- **YOUR INSTRUCTIONS**
Take the line that has "Performance-review request: for every instance of the round" in it and every line after it to the end of the entries, and reproduce them exactly.

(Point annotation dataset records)
═══

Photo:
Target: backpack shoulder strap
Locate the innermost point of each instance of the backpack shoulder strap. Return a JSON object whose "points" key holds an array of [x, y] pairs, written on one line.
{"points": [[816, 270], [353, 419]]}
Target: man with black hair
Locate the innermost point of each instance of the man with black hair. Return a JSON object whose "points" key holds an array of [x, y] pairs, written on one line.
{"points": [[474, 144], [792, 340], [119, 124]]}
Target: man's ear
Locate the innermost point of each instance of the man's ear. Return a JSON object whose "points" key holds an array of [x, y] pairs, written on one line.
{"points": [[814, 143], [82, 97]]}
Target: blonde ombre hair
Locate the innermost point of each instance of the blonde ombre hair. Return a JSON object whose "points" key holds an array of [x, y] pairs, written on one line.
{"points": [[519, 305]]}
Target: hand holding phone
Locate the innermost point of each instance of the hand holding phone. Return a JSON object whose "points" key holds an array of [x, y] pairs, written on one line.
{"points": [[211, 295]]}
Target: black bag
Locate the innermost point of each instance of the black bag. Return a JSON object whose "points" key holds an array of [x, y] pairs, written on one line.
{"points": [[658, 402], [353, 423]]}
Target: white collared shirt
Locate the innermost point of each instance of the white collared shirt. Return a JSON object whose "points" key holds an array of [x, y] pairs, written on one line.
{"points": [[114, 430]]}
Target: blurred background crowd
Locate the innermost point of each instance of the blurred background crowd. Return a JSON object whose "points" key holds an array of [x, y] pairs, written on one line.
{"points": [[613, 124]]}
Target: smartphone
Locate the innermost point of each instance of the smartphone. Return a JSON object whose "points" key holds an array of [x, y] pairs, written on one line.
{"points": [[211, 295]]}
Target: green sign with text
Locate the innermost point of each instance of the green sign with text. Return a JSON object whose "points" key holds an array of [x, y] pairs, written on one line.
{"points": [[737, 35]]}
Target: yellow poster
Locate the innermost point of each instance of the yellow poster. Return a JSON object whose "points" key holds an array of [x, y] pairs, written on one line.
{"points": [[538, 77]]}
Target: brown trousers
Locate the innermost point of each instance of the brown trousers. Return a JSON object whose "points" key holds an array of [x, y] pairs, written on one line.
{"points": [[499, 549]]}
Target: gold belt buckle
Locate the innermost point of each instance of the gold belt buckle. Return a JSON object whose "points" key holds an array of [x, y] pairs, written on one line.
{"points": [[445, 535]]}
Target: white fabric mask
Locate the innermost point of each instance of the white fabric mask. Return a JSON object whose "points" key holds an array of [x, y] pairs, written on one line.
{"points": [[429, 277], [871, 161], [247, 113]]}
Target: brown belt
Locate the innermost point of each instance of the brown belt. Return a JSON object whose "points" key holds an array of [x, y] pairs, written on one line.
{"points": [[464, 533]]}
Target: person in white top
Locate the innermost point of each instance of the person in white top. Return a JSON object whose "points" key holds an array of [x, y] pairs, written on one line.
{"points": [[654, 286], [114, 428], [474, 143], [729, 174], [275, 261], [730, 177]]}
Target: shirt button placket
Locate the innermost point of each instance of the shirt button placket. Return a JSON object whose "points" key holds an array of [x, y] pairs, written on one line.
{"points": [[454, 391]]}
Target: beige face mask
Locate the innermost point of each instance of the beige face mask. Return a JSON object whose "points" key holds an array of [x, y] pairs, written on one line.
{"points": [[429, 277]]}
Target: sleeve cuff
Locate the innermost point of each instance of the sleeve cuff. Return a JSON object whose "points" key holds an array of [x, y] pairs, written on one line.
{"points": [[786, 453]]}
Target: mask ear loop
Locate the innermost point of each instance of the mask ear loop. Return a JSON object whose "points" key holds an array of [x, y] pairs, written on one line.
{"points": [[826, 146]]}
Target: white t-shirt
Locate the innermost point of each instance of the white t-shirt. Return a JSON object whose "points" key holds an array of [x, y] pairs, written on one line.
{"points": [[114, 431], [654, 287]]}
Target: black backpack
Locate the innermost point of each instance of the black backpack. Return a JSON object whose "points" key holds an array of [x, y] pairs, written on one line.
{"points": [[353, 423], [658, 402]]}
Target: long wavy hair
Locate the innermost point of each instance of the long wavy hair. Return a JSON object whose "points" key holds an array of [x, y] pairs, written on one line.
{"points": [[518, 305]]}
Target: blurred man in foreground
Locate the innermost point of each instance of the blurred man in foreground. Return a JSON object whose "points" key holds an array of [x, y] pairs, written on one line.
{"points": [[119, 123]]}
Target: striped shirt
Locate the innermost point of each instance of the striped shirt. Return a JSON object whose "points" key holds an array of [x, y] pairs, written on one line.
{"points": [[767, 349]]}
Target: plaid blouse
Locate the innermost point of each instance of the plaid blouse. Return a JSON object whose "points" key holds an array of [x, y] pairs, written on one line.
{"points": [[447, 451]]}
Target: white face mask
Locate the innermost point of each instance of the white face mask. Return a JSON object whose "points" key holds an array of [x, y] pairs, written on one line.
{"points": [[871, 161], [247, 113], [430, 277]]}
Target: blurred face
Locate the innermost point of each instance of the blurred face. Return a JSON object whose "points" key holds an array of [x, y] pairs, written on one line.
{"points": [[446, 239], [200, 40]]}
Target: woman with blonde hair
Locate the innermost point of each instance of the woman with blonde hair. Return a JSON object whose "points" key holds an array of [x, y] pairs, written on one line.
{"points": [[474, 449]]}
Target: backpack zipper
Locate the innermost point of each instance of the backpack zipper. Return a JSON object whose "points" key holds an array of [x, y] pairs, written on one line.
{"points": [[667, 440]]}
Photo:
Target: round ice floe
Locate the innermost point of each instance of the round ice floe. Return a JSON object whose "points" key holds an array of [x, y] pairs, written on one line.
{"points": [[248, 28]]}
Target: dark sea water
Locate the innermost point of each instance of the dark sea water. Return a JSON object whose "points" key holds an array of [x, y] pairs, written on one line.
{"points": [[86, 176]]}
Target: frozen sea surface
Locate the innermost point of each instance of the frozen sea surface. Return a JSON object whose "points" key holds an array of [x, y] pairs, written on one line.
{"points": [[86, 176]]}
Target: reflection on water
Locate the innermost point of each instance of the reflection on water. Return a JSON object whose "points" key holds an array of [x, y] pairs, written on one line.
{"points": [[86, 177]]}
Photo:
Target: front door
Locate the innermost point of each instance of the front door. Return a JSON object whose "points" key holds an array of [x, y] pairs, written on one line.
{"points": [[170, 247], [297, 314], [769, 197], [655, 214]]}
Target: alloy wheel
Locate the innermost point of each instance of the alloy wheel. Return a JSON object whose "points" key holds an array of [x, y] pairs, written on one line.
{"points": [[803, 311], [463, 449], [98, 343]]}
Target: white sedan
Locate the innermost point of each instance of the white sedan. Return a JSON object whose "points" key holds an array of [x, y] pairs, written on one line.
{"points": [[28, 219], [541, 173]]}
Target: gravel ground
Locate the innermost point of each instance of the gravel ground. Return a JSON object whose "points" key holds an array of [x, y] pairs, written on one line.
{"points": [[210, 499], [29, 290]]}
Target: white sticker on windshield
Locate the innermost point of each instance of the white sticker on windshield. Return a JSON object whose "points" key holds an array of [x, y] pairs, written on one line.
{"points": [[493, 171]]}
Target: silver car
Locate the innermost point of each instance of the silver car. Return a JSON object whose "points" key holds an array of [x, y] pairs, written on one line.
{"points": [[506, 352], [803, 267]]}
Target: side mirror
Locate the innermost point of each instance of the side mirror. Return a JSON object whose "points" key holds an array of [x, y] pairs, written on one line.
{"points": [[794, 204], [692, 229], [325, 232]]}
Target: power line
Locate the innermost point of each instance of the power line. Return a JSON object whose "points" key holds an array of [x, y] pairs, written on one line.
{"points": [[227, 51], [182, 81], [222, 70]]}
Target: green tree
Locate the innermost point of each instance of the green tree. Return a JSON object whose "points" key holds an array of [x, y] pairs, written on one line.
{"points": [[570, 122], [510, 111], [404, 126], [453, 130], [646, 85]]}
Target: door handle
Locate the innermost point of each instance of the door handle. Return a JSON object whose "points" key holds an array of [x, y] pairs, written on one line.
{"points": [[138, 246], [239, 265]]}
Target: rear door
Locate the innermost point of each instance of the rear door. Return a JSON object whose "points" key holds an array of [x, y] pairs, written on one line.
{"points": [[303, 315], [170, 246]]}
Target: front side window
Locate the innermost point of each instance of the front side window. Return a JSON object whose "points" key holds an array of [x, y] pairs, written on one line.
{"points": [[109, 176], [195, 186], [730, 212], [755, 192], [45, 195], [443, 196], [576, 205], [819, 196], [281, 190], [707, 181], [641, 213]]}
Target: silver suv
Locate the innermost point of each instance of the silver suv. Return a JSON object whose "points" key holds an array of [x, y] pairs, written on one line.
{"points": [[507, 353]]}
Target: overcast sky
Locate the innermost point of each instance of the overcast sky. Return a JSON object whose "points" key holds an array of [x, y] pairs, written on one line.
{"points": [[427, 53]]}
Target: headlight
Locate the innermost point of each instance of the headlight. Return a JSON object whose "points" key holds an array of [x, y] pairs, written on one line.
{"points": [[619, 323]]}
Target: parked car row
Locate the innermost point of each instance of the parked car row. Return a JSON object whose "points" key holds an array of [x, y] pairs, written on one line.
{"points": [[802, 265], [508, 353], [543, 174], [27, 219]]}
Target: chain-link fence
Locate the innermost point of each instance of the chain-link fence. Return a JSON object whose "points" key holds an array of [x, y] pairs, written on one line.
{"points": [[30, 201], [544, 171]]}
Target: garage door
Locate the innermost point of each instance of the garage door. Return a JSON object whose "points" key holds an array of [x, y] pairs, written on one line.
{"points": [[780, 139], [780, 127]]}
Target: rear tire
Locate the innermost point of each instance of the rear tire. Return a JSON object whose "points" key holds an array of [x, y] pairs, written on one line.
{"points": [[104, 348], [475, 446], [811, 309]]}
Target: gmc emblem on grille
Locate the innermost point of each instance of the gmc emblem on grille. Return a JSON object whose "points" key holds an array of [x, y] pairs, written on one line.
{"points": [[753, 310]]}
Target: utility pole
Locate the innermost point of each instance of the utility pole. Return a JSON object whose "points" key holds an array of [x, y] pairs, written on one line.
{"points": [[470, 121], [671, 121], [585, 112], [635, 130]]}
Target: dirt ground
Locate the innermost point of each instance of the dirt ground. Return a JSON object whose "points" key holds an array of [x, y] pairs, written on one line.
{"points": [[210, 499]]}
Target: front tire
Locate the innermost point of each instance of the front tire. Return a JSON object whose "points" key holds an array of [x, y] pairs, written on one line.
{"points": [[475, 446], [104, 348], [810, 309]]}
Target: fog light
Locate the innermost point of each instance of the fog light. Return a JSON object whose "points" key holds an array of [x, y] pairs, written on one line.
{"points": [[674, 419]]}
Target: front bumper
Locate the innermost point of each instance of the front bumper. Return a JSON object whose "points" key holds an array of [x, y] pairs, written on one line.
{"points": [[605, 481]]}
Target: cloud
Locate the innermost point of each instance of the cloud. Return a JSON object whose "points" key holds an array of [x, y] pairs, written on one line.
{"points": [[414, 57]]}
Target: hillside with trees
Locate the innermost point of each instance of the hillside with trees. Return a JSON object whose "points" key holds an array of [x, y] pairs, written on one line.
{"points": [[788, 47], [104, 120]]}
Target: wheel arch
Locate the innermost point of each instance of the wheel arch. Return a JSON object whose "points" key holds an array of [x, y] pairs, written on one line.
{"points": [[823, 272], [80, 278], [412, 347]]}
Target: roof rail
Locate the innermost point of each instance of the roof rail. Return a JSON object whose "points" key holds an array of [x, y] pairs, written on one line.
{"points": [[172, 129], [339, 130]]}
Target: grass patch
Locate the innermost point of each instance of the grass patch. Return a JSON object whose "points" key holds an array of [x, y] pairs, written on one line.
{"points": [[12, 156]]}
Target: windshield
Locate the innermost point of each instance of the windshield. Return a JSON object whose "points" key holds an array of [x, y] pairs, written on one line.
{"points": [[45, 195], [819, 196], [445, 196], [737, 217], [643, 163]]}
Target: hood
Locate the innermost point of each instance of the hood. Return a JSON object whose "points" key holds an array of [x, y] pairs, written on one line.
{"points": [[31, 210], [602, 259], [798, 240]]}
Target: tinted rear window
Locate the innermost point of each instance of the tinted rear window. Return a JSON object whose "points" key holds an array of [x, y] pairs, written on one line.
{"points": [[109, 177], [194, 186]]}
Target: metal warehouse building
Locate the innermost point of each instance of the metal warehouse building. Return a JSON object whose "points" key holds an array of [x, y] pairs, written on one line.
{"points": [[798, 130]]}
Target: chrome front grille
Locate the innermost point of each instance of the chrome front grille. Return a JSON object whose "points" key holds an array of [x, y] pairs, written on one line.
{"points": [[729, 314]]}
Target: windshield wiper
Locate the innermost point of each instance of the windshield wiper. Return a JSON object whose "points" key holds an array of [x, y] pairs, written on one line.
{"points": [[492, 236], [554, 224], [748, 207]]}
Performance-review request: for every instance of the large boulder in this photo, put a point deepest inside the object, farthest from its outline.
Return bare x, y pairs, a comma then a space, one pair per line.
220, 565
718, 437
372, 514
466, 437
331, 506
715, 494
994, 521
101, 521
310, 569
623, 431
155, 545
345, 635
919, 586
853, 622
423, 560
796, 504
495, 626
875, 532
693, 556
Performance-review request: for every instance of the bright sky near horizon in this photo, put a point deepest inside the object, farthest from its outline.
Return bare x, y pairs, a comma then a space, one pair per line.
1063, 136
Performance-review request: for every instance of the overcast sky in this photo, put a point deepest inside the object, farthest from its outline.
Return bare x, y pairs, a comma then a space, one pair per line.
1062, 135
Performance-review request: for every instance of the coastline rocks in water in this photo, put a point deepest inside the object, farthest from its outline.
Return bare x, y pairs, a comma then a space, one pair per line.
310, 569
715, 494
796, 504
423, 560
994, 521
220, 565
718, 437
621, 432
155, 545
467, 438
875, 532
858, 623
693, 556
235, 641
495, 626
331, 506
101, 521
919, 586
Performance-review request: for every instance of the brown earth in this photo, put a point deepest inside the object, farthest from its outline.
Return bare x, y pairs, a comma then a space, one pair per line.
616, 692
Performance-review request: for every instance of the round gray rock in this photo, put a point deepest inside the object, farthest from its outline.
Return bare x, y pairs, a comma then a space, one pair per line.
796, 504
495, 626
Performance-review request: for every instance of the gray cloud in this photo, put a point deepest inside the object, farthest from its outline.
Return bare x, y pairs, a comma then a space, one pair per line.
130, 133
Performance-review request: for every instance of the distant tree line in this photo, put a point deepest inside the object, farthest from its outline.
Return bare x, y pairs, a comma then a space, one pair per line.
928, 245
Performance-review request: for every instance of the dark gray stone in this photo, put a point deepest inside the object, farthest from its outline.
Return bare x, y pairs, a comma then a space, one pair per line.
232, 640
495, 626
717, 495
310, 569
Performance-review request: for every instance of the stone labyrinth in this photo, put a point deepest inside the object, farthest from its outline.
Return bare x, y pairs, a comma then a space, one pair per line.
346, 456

═══

- **FINAL RESULT**
Performance-review request: for every instance of the round gray rock in this photo, put a point deepest inside the object, farthest from its outline.
Return bare x, y pairs, a comma then a space, one pair per line.
796, 504
495, 626
Performance-review request: for every instance of the gray cloud in this photo, put a point deepest inside the object, farthest from its outline.
Return bare x, y pairs, a comma then a space, one pair per line.
130, 133
Performance-review request: for every instance of the distant tree line in this photo, put a point deepest inside the object, farthest from its outline.
Return bare x, y pairs, a comma then a space, one pair per line.
928, 245
Performance-review request: for every instance of the dark gray stone in this photo, put a point deepest inside the object, farthest from its outline.
Return bare x, y pairs, a comma then a space, one pair per line.
232, 640
495, 626
717, 495
310, 569
Performance-review request: for every instance of the stone labyrinth in this photo, put a point deepest inside the object, farthest from its outline.
Return bare x, y pairs, a comma then a space, one pair per line.
346, 456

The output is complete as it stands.